*Written request 1*
Decide whether each statement agrees with the post on protecting a phone's audio channel, found below: (a) the writer assumes the user's phone is rooted; (b) detecting tampering would be enough for the writer's application; (c) the writer could accept protection only in the direction from the user to the writer. For each, answer yes or no and quote the deciding words of the post.

*Extract to read*
++++++++++

If the audio channel in one direction can be protected more effectively than in the other direction, I can design my interaction with the user around that. For instance, if it is possible to protect the integrity of the audio channel in the direction from the user to me (what the user is saying to me), but not the reverse direction, I can live with that. I can live with the other way, too -- as long as I know which direction can be protected.
My primary focus is on defense against a malicious app that cannot break out of its application sandbox (e.g., it can't get root). Let's assume the user's phone is not rooted, not jailbroken, etc. Also, let's assume that the malicious app is a third-party app that is restricted by the application sandbox, e.g., it is limited to using whatever APIs are available to third-party apps. (If it possible to also defend against apps that break out of the sandbox using some privilege escalation exploit, that would be a nice bonus, but I'm guessing there's no good defense against that threat, hence my focus on apps that stay within the sandbox.) For my application, it would be enough to detect tampering (though of course if it can be wholly prevented that's even better).

++++++++++

Records from a dataset
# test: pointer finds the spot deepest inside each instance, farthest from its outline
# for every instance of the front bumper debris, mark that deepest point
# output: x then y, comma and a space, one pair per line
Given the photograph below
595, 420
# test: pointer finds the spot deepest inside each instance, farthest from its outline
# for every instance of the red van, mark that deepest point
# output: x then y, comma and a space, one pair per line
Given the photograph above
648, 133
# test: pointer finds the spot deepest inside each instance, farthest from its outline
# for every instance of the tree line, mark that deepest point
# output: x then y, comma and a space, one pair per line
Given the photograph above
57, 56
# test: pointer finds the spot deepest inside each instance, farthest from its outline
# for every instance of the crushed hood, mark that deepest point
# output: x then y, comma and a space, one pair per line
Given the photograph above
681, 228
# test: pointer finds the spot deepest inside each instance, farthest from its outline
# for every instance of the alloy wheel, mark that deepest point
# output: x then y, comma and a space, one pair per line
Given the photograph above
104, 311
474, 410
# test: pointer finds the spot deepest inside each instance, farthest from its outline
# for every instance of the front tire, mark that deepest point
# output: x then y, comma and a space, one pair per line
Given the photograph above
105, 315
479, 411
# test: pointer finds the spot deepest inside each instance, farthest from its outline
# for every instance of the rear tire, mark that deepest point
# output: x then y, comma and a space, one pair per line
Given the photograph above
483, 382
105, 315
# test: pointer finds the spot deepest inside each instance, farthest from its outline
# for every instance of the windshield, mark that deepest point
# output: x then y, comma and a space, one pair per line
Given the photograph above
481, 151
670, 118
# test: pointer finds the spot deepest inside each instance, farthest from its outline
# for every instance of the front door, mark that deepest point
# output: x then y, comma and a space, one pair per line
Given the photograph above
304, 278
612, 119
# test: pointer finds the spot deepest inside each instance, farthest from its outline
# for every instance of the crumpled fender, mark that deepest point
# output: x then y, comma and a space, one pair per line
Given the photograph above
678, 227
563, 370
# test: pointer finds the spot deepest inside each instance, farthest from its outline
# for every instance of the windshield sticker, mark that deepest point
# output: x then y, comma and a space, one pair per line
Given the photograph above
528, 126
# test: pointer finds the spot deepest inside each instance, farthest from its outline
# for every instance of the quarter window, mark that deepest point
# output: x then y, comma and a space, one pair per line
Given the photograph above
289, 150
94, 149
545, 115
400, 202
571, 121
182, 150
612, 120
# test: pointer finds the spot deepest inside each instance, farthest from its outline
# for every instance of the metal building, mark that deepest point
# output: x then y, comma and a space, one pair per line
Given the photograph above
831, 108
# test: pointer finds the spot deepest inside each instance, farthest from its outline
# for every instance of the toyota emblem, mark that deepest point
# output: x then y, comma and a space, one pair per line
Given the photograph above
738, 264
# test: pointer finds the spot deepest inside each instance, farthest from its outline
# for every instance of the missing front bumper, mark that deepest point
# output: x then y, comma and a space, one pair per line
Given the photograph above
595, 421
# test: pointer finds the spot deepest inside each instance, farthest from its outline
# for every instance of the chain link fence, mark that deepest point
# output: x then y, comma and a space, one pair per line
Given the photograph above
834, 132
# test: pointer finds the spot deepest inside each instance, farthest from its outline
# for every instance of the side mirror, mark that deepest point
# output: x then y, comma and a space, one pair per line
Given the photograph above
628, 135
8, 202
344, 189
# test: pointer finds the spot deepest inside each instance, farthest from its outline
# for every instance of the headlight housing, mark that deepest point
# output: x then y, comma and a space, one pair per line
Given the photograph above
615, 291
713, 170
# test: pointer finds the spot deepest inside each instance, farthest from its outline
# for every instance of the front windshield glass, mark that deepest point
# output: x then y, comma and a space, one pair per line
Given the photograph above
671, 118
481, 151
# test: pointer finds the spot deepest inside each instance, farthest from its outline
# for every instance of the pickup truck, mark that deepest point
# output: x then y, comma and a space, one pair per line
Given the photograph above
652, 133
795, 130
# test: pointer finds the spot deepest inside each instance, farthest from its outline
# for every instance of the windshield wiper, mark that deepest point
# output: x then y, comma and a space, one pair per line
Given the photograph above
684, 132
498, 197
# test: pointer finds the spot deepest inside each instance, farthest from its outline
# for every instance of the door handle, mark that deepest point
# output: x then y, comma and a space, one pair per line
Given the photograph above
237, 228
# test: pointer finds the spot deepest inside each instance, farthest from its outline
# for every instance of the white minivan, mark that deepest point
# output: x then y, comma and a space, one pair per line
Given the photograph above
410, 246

++++++++++

*Written request 2*
Show every line of the records above that contains the string "windshield". Case counts.

*Result 1*
(a) No: "Let's assume the user's phone is not rooted, not jailbroken, etc."
(b) Yes: "For my application, it would be enough to detect tampering"
(c) Yes: "if it is possible to protect the integrity of the audio channel in the direction from the user to me (what the user is saying to me), but not the reverse direction, I can live with that."

*Result 2*
# for every instance of the windshield, mark that deepest point
# for every instance of the windshield sticker, mark that deepest point
# for every instance of the front windshield glass, mark that deepest point
# for every instance of the windshield wiper, mark that deepest point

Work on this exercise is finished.